▶ Records of labeled points
— start —
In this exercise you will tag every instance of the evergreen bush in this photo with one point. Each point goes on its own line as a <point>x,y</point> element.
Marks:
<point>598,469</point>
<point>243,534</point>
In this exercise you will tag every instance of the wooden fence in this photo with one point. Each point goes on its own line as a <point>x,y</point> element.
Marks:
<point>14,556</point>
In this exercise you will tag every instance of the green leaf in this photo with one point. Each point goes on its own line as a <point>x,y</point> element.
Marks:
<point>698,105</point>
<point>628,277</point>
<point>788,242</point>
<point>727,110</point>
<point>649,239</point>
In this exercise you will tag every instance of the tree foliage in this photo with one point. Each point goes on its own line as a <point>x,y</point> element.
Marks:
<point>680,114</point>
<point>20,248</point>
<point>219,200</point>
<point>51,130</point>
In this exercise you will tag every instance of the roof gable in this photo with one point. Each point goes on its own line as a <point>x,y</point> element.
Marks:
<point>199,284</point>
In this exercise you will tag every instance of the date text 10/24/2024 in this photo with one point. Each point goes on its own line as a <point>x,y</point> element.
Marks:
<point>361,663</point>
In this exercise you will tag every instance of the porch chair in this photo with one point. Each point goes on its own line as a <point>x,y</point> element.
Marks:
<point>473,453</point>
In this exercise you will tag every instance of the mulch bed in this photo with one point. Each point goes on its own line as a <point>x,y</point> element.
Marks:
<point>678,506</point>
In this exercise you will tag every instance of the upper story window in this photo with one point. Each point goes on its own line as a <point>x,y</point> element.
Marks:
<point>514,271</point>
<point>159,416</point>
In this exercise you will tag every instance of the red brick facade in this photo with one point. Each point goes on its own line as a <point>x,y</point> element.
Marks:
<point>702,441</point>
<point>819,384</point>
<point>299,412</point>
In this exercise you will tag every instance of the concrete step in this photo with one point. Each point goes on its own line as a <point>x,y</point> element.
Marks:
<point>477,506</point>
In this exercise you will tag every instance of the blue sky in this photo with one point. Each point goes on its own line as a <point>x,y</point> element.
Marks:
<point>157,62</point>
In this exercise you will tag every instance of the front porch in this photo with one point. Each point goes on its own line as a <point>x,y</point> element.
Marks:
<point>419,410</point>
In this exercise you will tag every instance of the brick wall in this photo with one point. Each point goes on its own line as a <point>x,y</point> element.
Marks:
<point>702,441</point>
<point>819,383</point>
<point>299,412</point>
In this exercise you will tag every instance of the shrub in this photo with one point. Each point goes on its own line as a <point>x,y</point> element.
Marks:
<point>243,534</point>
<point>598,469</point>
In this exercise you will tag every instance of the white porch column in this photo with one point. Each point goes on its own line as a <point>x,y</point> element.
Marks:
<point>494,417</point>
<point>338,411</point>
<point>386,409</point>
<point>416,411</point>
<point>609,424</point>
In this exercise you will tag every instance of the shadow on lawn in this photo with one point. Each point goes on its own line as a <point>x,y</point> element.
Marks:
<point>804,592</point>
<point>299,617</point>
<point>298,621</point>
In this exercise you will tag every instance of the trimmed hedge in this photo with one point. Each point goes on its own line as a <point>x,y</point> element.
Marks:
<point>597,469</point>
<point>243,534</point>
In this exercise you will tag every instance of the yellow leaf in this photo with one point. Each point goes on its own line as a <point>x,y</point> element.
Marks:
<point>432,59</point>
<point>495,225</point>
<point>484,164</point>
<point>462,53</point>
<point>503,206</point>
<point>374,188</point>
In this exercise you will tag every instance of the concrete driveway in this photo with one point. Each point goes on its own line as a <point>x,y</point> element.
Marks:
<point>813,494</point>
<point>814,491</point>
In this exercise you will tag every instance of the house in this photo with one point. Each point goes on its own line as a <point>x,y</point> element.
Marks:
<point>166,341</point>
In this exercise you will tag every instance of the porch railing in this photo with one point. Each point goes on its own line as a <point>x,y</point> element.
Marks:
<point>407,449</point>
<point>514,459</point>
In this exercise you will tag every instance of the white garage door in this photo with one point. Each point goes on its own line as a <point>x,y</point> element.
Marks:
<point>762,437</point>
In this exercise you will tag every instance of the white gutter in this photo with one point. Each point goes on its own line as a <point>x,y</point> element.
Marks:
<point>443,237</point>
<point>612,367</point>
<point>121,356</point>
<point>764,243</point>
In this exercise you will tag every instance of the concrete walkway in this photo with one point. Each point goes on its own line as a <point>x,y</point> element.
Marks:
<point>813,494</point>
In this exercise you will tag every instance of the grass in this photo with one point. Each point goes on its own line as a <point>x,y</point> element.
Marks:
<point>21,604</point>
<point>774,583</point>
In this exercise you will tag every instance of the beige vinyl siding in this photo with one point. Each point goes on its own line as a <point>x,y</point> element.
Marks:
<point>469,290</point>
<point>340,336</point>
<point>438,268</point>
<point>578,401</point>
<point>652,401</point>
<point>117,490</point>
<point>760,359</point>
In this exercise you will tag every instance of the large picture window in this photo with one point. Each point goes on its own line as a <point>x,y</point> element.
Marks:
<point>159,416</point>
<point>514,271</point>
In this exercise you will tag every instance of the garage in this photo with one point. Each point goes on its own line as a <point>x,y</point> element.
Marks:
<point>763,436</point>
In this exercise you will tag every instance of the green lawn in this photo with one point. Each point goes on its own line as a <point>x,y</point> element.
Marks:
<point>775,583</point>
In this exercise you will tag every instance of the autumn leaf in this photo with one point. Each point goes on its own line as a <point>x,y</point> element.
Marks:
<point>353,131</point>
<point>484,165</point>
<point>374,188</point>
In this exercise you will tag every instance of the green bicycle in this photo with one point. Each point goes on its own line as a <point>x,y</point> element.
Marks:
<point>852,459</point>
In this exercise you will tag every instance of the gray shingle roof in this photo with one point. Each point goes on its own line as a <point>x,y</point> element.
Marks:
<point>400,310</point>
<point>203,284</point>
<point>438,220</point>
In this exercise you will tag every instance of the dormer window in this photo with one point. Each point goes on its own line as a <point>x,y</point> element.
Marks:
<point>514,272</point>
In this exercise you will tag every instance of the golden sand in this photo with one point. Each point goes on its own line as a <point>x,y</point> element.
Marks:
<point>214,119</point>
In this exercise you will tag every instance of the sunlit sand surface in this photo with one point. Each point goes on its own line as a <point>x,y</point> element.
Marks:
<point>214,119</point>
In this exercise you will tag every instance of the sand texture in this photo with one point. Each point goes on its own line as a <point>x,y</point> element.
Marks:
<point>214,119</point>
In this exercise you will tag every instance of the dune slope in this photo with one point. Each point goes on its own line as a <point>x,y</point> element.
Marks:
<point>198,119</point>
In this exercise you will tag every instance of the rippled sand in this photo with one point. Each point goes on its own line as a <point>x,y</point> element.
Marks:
— end —
▶ WRITTEN REQUEST
Rewrite the lines of the records from the one containing "In this exercise you will tag every instance of the autumn" through the one containing "<point>852,459</point>" as a numbered list, omitting any blank lines.

▶ ANSWER BELOW
1. In this exercise you will tag every instance of the autumn leaf in this photo with one point. Each point goes on its own line as a <point>x,y</point> element.
2. Marks:
3. <point>353,131</point>
4. <point>484,165</point>
5. <point>374,188</point>
6. In this exercise you will tag every instance of the green bicycle in this photo with one point. Each point goes on its own line as a <point>x,y</point> element.
7. Marks:
8. <point>852,459</point>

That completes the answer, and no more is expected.